SOURCE PASSAGE —
◆ ◆ ◆ ◆
Learn R Programming

depth (version 2.1-1.1)

trmean: Classical-like depth-based trimmed mean

Description

Computes a sample trimmed mean based on the Tukey depth, the Liu depth or the Oja depth.

Usage

trmean(x, alpha, W = function(dep, alpha){return(1)}, 
   method = "Tukey", ndir = 1000, approx = FALSE, 
   eps = 1e-8, ...)

Arguments

x

The data as a matrix, data frame or list. If it is a matrix or data frame, then each row is viewed as one bivariate observation. If it is a list, all components must be numerical vectors of equal length (coordinates of observations).

alpha

Outer trimming fraction (0 to 0.5). Observations whose depth is less than alpha to be trimmed.

W

Nonnegative weight function defined on [0, 1] through its argument dep. Number of arguments can be greater than 2 but the trimming fraction has to be one argument. See examples.

method

Character string which determines the depth function used. method can be "Tukey" (the default), "Liu" or "Oja".

ndir

Positive integer. Number of random directions used when approximate Tukey depth is utilised. Used jointly with approx = TRUE.

approx

Logical. If dimension is 3, should approximate Tukey depth be used? Useful when sample size is large.

eps

Error tolerance to control the calculation.

...

Any additional arguments to the weight function.

Value

Multivariate depth-based trimmed mean

Details

Dimension 2 or higher when method is "Tukey" or "Oja"; dimension 2 only when method is "Liu". Exactness of calculation depends on method. See depth.

References

Masse, J.C and Plante, J.F. (2003), A Monte Carlo study of the accuracy and robustness of ten bivariate location estimators, Comput. Statist. Data Anal., 42, 1--26.

Masse, J.C. (2008), Multivariate Trimmed means based on the Tukey depth, J. Statist. Plann. Inference, in press.
◆ ◆ ◆ ◆
RAW DATA —
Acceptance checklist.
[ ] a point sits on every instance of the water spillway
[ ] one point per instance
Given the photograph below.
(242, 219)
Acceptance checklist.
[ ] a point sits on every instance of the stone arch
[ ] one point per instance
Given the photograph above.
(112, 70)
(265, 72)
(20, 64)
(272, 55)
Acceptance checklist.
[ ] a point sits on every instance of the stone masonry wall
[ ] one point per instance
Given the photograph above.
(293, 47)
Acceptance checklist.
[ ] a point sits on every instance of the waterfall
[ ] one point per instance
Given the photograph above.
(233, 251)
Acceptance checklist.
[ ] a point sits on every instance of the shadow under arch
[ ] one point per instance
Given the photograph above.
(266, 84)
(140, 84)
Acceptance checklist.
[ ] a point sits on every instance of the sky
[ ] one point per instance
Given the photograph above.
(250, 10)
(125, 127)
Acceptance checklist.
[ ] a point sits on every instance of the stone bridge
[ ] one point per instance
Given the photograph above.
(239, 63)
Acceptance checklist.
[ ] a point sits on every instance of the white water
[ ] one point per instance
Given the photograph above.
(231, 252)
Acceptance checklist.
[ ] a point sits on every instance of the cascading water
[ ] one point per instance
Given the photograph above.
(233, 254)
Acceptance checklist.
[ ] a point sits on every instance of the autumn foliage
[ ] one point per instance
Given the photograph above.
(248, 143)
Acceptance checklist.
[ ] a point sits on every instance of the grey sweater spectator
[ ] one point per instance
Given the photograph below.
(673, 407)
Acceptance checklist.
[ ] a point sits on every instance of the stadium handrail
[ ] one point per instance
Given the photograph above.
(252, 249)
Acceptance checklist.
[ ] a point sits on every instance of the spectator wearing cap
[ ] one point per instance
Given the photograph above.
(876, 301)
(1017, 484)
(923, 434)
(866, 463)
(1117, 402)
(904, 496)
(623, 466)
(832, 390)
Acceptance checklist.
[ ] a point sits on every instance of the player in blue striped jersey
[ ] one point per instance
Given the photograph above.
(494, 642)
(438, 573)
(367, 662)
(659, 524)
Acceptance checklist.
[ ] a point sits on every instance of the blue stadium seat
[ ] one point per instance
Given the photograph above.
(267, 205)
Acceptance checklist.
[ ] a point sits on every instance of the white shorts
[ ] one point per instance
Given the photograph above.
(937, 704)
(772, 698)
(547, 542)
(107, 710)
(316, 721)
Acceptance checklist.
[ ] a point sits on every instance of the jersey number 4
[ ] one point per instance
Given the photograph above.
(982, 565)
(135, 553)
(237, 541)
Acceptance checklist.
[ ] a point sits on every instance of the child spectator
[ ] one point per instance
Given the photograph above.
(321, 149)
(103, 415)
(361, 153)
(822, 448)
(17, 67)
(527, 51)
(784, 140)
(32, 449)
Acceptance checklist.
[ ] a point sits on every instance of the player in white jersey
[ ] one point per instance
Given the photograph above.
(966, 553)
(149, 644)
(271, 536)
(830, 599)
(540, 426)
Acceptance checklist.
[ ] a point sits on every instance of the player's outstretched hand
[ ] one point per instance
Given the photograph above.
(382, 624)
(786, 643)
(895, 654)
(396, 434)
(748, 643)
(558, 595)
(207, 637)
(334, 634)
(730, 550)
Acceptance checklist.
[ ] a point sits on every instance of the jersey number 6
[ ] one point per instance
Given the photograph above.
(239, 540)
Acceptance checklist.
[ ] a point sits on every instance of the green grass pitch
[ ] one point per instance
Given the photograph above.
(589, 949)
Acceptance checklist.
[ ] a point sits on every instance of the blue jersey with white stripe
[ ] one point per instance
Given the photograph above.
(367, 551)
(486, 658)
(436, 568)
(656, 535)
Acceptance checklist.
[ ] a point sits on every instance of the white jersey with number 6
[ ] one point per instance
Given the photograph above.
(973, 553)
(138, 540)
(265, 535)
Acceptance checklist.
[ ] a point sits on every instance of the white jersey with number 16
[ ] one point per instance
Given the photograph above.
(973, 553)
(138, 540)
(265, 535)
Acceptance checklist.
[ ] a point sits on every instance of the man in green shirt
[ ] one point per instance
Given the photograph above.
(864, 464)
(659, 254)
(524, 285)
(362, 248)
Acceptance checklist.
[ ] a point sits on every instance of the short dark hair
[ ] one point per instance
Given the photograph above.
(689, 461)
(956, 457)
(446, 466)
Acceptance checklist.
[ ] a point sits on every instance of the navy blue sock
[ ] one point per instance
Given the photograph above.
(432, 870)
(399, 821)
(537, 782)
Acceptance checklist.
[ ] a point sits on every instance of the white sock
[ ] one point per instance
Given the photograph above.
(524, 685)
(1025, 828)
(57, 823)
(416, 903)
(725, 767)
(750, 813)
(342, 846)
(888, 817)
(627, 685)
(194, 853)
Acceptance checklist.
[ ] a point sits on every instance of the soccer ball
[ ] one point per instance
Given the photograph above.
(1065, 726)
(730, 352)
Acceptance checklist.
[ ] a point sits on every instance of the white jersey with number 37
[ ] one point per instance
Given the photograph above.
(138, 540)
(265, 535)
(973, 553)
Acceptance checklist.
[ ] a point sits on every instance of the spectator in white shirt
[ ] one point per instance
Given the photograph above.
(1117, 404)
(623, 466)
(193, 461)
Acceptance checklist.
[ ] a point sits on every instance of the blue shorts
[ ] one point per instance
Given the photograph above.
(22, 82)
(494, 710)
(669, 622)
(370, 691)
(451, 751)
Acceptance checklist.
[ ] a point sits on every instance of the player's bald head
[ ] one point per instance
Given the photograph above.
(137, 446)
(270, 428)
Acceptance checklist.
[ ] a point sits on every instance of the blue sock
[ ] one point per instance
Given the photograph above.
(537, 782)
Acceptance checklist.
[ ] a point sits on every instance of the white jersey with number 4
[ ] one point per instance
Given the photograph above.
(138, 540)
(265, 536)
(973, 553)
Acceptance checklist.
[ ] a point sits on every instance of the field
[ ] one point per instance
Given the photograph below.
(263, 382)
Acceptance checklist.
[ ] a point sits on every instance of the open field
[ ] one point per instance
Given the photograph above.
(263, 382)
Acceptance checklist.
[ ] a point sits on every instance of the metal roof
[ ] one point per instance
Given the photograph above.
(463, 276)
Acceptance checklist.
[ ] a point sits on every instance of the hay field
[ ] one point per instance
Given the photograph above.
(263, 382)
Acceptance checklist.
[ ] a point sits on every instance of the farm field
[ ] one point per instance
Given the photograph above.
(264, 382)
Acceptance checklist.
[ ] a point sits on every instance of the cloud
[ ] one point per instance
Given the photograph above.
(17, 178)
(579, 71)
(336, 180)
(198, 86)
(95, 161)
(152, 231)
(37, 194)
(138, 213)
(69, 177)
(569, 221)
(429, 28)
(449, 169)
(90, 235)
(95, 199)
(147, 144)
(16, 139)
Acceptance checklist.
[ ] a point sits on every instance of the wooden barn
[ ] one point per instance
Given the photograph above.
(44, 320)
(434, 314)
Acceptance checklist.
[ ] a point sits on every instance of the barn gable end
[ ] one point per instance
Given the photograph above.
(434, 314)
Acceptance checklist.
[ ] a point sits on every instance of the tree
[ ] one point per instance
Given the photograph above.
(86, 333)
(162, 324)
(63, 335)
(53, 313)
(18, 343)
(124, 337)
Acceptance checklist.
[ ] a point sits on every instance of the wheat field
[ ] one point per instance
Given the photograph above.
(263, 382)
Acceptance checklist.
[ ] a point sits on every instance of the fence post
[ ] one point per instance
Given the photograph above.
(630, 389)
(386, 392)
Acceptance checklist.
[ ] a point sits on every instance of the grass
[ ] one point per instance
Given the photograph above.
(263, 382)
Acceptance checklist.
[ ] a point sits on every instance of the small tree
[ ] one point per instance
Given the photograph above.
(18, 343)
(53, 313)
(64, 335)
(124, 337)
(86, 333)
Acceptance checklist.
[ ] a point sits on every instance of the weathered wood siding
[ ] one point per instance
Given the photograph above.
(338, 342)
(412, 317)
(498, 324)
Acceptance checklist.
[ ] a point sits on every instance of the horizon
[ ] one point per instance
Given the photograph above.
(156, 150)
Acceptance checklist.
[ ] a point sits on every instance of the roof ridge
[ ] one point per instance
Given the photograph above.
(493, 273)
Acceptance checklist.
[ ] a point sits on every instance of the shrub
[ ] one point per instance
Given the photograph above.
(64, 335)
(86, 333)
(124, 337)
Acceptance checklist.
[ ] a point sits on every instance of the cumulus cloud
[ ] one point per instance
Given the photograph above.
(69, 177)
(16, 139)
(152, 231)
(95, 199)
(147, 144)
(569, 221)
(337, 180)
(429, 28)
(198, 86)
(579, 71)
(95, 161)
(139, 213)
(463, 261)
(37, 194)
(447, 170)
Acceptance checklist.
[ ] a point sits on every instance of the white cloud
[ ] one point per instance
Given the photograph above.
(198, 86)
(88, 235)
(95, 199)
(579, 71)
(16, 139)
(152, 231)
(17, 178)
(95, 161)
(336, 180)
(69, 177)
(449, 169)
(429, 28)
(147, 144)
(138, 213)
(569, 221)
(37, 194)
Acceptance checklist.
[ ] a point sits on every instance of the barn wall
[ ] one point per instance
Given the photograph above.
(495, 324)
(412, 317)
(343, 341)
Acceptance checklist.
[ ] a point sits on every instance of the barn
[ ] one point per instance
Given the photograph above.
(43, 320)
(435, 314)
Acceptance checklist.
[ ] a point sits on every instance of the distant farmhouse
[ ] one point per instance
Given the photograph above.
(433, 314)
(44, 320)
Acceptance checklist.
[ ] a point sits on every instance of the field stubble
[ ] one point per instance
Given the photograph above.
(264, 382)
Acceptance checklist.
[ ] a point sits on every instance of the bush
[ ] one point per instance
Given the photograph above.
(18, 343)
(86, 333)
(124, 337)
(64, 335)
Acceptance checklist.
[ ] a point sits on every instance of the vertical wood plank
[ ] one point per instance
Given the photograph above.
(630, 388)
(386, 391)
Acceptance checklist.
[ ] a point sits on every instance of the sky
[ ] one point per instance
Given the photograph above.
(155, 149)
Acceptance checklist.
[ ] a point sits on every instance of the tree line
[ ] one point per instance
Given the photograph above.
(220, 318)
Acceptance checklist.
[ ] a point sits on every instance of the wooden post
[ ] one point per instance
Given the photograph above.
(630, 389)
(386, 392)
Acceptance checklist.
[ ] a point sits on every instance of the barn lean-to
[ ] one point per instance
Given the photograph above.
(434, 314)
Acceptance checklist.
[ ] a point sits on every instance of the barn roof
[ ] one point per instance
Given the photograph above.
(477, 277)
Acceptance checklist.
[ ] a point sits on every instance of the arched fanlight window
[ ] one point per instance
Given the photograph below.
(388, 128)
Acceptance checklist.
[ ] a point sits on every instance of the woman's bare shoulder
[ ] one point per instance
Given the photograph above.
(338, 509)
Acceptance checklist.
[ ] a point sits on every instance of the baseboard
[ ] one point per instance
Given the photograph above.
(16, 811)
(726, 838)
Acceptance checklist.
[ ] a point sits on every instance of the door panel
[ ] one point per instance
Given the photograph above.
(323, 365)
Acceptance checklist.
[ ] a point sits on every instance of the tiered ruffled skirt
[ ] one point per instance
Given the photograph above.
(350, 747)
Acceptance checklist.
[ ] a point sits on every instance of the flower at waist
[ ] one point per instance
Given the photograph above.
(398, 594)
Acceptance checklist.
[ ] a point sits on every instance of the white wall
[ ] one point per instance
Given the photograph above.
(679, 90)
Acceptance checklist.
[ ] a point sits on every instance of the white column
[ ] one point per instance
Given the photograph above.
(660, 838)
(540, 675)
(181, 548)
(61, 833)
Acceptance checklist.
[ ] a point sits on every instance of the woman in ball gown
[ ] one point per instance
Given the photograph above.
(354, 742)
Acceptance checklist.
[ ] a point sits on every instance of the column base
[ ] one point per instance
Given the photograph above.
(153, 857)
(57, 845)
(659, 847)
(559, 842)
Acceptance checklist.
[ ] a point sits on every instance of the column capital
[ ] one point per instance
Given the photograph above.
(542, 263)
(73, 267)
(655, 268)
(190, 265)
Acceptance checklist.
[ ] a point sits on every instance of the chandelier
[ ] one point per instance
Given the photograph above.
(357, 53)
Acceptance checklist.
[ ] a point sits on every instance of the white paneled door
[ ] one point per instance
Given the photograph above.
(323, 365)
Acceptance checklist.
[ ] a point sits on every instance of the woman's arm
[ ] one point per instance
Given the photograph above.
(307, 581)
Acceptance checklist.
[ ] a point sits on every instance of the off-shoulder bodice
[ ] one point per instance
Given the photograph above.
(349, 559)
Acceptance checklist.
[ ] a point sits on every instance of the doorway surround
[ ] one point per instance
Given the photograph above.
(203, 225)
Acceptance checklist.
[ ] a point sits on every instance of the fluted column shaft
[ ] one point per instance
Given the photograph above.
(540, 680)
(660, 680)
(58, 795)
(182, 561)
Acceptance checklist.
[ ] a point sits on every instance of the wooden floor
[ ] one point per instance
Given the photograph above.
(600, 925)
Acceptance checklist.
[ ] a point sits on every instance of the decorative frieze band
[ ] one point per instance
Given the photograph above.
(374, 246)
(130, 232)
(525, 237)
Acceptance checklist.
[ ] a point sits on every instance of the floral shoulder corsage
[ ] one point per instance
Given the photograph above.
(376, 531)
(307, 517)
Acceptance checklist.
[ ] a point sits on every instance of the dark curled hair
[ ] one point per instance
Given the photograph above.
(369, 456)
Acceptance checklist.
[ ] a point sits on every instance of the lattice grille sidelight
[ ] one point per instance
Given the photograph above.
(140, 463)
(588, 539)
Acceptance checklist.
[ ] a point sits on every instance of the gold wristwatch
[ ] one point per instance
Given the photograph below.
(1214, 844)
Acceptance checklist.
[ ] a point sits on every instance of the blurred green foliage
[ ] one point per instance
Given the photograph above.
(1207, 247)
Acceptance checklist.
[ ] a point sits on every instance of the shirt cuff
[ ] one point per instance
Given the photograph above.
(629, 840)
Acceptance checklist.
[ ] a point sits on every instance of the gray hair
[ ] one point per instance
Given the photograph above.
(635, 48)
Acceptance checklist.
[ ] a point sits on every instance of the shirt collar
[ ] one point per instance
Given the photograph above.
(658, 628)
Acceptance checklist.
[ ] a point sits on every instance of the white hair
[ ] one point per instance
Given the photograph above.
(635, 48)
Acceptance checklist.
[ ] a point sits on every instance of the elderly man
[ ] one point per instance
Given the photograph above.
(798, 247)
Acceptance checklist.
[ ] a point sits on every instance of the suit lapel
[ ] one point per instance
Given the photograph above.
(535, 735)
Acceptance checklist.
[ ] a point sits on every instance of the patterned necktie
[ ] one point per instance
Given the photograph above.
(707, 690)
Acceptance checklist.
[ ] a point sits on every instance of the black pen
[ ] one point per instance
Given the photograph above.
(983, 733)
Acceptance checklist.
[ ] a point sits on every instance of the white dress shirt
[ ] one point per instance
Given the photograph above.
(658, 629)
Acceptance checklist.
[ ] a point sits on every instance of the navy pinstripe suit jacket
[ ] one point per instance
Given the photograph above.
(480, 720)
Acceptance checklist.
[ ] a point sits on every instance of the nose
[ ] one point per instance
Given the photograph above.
◆ ◆ ◆ ◆
THE PROBLEM —
Keep writing the R help page for trmean, starting right after its last reference entry.

EXERCISE OUTPUT —
Rousseeuw, P.J. and Ruts, I. (1996), Algorithm AS 307: Bivariate location depth, Appl. Stat.-J. Roy. St. C, 45, 516--526.

See Also

med for medians and ctrmean for a centroid trimmed mean.

Examples

Run this code
# NOT RUN {
## exact trimmed mean with default constant weight function
data(starsCYG, package = "robustbase")
trmean(starsCYG, .1)

## another example with default constant weight function
set.seed(159); library(MASS)
mu1 <- c(0,0); mu2 <- c(6,0); sigma <- matrix(c(1,0,0,1), nc = 2)
mixbivnorm <- rbind(mvrnorm(80, mu1, sigma), mvrnorm(20, mu2, sigma))
trmean(mixbivnorm, 0.3)

## trimmed mean with a non constant weight function
W1 <-function(x,alpha,epsilon) {
  (2*(x-alpha)^2/epsilon^2)*(alpha<=x)*(x<alpha+epsilon/2)+
  (-2*(x-alpha)^2/epsilon^2+4*(x-alpha)/epsilon-1)*
  (alpha+epsilon/2<=x)*(x<alpha+epsilon)+(alpha+epsilon<=x)
}
set.seed(345)
x <- matrix(rnorm(210), nc = 3)
trmean(x, .1, W = W1, epsilon = .05)

## two other examples of weighted trimmed mean
set.seed(345)
x <- matrix(rnorm(210), nc = 3)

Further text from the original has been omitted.